Goal of the exercise:
Where the material below has a line containing "the white door", start repeating exactly, and keep going through the line containing "of the gray", with no other lines.
==== Data excerpts
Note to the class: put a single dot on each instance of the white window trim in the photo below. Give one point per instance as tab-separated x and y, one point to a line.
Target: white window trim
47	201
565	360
========
==== Data excerpts
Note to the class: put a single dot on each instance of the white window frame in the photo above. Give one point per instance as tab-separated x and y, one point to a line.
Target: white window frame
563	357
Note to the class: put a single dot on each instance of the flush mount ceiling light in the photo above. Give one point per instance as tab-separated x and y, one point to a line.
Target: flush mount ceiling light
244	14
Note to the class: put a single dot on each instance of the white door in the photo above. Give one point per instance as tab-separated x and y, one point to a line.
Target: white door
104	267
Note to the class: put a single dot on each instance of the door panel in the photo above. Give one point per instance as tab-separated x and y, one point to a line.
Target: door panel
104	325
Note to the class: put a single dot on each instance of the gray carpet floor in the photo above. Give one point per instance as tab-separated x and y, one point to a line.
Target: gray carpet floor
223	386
========
Solution below:
Note to the class: put a single dot on each instance of the white door in the photo above. Give one point per instance as tab-separated x and y, one point to a line.
Target: white door
104	267
Note to the class: put a single dot on each instance of the door panel in the photo above. Give one point per instance as tab-separated x and y, one point to a line.
Target: door panel
104	325
Note to the class: put a single dot on each instance of the gray carpet floor in the photo above. Give one point per instance as tab-separated x and y, one point to a line.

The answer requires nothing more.